Problem –
Word for word, print the entries that follow.

Items listed in a dataset
== Segment start ==

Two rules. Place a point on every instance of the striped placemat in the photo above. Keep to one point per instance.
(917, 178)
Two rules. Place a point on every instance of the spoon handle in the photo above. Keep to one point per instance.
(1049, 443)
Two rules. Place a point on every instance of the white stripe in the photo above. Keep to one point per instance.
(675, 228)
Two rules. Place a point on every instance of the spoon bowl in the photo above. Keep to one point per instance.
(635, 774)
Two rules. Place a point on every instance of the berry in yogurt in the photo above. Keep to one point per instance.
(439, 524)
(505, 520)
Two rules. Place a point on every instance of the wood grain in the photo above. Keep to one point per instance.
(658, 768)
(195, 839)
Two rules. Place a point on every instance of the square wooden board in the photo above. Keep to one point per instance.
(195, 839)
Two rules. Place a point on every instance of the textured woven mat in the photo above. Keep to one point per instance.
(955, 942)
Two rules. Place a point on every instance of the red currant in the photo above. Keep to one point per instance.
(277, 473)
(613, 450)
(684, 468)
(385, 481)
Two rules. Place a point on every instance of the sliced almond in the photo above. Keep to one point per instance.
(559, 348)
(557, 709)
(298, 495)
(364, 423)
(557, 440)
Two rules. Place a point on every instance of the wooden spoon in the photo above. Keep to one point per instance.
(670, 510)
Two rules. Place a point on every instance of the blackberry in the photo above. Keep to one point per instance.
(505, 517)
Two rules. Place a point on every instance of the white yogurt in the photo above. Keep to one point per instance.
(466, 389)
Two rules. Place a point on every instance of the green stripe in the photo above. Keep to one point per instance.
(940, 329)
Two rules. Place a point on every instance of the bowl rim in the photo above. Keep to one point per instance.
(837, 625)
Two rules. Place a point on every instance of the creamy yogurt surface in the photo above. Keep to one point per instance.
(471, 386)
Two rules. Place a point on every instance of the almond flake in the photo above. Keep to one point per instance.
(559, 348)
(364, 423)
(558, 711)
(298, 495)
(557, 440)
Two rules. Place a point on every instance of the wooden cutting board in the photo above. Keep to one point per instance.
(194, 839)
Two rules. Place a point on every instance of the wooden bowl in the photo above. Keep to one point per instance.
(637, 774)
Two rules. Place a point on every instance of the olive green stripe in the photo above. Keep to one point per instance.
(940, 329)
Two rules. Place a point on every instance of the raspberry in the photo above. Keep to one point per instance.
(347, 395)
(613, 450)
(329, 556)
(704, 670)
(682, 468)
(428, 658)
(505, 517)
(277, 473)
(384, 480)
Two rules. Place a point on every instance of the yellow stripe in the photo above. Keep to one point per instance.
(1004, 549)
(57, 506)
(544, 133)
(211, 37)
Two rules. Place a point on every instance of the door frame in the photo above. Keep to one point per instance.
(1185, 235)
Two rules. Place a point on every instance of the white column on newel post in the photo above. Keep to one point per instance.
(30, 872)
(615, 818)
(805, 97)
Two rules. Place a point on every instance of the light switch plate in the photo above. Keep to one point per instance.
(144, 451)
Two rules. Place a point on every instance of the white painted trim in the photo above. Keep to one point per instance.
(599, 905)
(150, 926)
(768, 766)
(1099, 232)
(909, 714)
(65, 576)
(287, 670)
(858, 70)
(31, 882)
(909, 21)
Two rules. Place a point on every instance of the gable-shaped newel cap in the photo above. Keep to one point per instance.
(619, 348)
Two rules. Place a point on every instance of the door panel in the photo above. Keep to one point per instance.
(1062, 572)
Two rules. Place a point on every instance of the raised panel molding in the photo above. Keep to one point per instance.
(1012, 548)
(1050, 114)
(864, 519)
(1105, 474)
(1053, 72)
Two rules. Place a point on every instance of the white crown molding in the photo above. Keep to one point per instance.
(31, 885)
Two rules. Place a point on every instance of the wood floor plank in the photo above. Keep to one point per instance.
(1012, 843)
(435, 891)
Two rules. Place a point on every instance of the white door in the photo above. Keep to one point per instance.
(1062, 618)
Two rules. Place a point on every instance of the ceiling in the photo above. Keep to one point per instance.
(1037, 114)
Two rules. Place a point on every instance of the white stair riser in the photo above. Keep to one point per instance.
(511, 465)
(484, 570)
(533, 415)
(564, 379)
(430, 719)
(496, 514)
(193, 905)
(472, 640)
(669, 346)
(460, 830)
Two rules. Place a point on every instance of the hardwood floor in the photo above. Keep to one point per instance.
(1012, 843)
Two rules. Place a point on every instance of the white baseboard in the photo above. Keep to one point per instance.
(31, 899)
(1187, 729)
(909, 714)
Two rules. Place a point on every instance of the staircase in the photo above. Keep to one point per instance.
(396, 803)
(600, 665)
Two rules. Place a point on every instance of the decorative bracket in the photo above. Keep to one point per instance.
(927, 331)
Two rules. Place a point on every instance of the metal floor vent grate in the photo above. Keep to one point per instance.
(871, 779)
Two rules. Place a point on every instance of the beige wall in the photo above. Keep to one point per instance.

== Segment end ==

Exercise result –
Two rules. Place a point on every instance of the striped placemat in the photo above. Keep to one point per instance.
(917, 178)
Two rules. Place a point on every instance of the spoon handle in the photo above. Keep to one point per instance.
(1049, 443)
Two rules. Place a point on every instance of the white stripe in the photo above. Keep to one point per instance.
(675, 228)
Two rules. Place a point on every instance of the spoon bowl in the photo above. Keep to one point per instance.
(635, 774)
Two rules. Place a point on every instance of the berry in yogurt in the photo above. Keep to one point per instance.
(439, 524)
(505, 520)
Two rules. Place a point on every instance of the wood grain in the photo above. Keep to one point per instance.
(658, 768)
(195, 839)
Two rules. Place a point on every instance of the square wooden board in the photo above. Keep to one point per instance.
(195, 839)
Two rules. Place a point on every instance of the textured woven mat in the photo above. Keep to one point per instance.
(955, 942)
Two rules. Place a point on every instance of the red currant in the photo above. Keep to one point per instance.
(277, 473)
(613, 450)
(684, 468)
(385, 481)
Two rules. Place a point on every instance of the sliced almond in the photo above. Keep to one point per instance.
(559, 348)
(557, 709)
(298, 495)
(364, 423)
(557, 440)
Two rules. Place a point on every instance of the wooden spoon in the photo above. Keep to one point per instance.
(670, 510)
Two rules. Place a point on every instance of the blackberry in the photo above. Keep to one point per instance.
(505, 517)
Two rules. Place a point on every instance of the white yogurt in the photo above. Keep to one point per instance.
(466, 389)
Two rules. Place a point on every instance of the green stripe in the photo above. Keep to one point per instance.
(940, 329)
Two rules. Place a point on every instance of the bowl rim in the photo above. Keep to one point per instance.
(837, 625)
Two rules. Place a point on every instance of the creamy yogurt surface in the photo above. Keep to one point per instance.
(471, 386)
Two rules. Place a point on every instance of the almond flake in the photo above. Keep to one point per instance.
(559, 348)
(364, 423)
(558, 711)
(298, 495)
(557, 440)
Two rules. Place a point on every instance of the wooden cutting board in the photo above. Keep to one point per instance.
(194, 839)
Two rules. Place a point on every instance of the wooden bowl in the photo above. Keep to one point per instance.
(637, 774)
Two rules. Place a point on every instance of the olive green stripe in the photo above. Keep to one point per instance.
(940, 329)
Two rules. Place a point on every instance of the raspberry in the photo above. Keep to one point per instance.
(347, 395)
(613, 450)
(329, 556)
(704, 670)
(682, 468)
(428, 658)
(505, 517)
(277, 473)
(384, 480)
Two rules. Place a point on every instance of the yellow stripe in the photo above. Keep to one point per instance.
(1004, 549)
(57, 506)
(544, 133)
(211, 37)
Two rules. Place a point on every instance of the door frame in the photo above. Keep to one point per instance.
(1185, 235)
Two rules. Place a point on every instance of the white column on newel post in the photo above. Keep to one point per instance.
(30, 872)
(615, 818)
(805, 97)
Two rules. Place a point on every instance of the light switch plate in the photo above. Keep to one point per instance.
(144, 451)
Two rules. Place a point on every instance of the white painted trim in the photo above. Keep to one point per instance.
(599, 905)
(150, 926)
(768, 766)
(1099, 232)
(909, 714)
(65, 576)
(287, 670)
(858, 70)
(31, 882)
(909, 21)
Two rules. Place a point on every instance of the gable-shaped newel cap in the photo above. Keep to one point per instance.
(619, 348)
Two rules. Place a point on every instance of the door panel in the photo above. Keep to one point per instance.
(1062, 572)
Two rules. Place a point on every instance of the raised panel molding in the photo above. Keep to one point per instance.
(1012, 548)
(1050, 114)
(864, 519)
(1105, 474)
(1053, 72)
Two rules. Place a point on every instance of the white crown molding in the photo above. Keep to one point per instance.
(31, 885)
Two rules. Place a point on every instance of the wood floor plank in the photo above. Keep to one point per instance.
(1012, 843)
(435, 891)
Two rules. Place a point on every instance of the white door in the photo above. Keep to one point per instance.
(1062, 618)
Two rules. Place a point on every instance of the ceiling in the photo above. Keep to one point per instance.
(1037, 114)
Two rules. Place a point on every instance of the white stair riser in the photo above. Keep to one point per instance.
(511, 465)
(484, 570)
(533, 415)
(564, 379)
(430, 719)
(496, 514)
(193, 905)
(472, 640)
(669, 346)
(460, 830)
Two rules. Place a point on every instance of the hardwood floor in the photo above. Keep to one point per instance.
(1012, 843)
Two rules. Place a point on every instance of the white baseboard in the photo above. Keep to one point per instance.
(31, 899)
(1187, 729)
(909, 714)
Two rules. Place a point on every instance of the staircase in the photo above. Keep to one point per instance.
(396, 803)
(600, 665)
Two rules. Place a point on every instance of the decorative bracket in the photo above. Keep to one point per instance.
(927, 331)
Two rules. Place a point on every instance of the metal floor vent grate in the photo above. Keep to one point per instance.
(871, 779)
Two rules. Place a point on every instance of the beige wall in the photo above. Keep to one point per instance.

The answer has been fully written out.